### ASSIGNMENT
Determine whether each of the following statements agrees with the article on the television series Saved, answering yes or no and quoting the deciding words of the article: 1. The pilot episode drew 5.1 million viewers. 2. Wyatt Cole works as a paramedic in Seattle. 3. The Hollywood Reporter first reported that TNT would renew the series.

### DOCUMENT SECTION
Saved is an American medical drama television series, which was broadcast on TNT from June 12 to September 4, 2006. The series was created by David Manson.

The series was premiered on June 12, 2006. The pilot episode, "A Day in the Life", received 5.1 million viewers. The Hollywood Reporter was the first to report that Saved would not be renewed by TNT, followed by various other sources, contradicting reports by the Internet Movie Database that Saved season 2 would begin on TNT with the episode "Epidemic" on March 5, 2007.

Plot 
Saved tells the story of Wyatt Cole, a Portland, Oregon, paramedic with a rough past and a history of compulsive gambling. The series follows the ups and downs of Cole's life, from the adrenaline rush he receives from his busy 24-hour shift to the chaotic personal decisions he makes.

Cast
 Tom Everett Scott as Wyatt Cole
 Omari Hardwick as John "Sack" Hallon
 Elizabeth Reaser as Alice Alden, M.D.

### MATERIAL SUPPLIED
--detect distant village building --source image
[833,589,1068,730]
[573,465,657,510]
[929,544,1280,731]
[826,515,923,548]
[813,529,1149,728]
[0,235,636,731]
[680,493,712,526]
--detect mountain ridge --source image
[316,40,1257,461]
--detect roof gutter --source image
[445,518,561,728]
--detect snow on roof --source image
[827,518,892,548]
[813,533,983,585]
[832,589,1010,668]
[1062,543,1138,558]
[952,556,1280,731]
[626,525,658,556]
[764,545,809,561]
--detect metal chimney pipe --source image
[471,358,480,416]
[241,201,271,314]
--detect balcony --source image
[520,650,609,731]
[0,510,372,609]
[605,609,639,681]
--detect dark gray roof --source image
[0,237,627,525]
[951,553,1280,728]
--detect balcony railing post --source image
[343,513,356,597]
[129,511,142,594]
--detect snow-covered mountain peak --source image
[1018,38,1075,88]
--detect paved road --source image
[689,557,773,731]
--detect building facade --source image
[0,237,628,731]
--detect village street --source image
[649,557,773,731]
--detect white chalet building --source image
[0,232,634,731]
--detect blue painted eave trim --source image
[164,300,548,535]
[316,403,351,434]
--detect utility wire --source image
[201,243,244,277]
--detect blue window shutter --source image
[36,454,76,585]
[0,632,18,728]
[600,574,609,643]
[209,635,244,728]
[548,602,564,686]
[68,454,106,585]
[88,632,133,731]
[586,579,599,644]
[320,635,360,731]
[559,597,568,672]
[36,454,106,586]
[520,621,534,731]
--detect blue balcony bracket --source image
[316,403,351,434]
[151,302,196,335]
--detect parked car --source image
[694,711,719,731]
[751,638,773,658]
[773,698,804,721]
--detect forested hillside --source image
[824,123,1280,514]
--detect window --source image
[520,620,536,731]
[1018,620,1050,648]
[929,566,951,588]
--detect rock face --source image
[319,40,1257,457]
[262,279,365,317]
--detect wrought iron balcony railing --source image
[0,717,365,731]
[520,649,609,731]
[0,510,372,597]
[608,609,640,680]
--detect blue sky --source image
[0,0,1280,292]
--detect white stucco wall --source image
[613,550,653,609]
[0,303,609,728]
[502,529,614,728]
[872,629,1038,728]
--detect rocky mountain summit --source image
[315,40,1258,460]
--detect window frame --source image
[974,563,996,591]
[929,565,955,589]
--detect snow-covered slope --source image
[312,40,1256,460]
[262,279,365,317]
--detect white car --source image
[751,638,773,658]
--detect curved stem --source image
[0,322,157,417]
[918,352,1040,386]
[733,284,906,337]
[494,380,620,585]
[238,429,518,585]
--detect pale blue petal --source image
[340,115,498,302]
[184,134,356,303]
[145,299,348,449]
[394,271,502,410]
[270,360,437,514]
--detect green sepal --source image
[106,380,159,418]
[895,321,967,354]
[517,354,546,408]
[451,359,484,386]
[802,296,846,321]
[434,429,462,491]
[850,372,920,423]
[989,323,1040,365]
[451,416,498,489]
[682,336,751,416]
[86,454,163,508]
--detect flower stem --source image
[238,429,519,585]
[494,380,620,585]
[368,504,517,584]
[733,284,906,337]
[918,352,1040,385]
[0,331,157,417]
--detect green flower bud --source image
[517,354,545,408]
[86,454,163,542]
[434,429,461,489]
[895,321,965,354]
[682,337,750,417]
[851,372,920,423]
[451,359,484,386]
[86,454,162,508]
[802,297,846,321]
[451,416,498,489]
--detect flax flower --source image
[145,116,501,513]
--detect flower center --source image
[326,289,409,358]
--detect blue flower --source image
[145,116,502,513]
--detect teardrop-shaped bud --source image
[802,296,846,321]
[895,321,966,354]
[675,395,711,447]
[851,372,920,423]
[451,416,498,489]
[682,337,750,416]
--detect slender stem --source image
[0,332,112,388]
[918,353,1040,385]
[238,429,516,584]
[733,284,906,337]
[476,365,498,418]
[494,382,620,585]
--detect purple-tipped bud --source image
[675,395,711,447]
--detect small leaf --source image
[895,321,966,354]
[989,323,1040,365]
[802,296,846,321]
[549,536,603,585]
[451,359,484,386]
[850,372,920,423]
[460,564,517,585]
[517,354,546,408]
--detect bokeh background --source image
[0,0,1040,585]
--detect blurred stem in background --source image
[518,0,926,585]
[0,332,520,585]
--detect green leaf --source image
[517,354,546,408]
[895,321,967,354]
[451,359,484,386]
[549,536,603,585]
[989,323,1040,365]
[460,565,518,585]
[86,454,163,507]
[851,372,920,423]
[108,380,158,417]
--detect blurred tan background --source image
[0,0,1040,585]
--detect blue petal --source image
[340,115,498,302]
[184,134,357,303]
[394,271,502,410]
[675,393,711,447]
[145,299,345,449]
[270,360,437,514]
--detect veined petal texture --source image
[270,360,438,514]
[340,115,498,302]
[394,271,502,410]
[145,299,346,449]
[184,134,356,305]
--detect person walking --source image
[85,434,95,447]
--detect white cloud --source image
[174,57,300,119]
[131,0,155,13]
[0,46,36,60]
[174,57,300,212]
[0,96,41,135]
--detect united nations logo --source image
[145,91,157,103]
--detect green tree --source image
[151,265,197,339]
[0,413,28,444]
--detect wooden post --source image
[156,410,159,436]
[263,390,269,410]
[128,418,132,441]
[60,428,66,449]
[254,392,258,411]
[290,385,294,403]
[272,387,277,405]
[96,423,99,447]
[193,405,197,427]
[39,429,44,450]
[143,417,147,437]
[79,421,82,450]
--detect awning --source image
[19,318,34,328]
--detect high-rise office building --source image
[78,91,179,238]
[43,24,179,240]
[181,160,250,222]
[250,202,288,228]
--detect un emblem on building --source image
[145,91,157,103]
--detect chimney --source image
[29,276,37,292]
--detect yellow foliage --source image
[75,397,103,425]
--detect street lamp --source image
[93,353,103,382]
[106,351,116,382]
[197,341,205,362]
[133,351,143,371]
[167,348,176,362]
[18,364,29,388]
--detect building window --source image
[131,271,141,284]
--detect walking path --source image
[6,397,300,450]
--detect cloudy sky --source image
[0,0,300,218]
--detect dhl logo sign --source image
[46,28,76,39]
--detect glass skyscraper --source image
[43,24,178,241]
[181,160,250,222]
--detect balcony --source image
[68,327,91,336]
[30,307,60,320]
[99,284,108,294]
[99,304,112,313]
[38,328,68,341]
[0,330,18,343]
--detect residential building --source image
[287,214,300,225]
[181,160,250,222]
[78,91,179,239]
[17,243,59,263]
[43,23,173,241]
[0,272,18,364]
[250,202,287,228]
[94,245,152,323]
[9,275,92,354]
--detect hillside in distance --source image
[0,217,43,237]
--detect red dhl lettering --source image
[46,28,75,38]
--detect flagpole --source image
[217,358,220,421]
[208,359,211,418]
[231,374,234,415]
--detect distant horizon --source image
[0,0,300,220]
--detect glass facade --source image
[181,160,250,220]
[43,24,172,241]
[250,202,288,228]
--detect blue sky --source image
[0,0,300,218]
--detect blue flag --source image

### RESPONSE TO THE EXERCISE
1. Yes: "The pilot episode, "A Day in the Life", received 5.1 million viewers."
2. No: "Wyatt Cole, a Portland, Oregon, paramedic"
3. No: "The Hollywood Reporter was the first to report that Saved would not be renewed by TNT"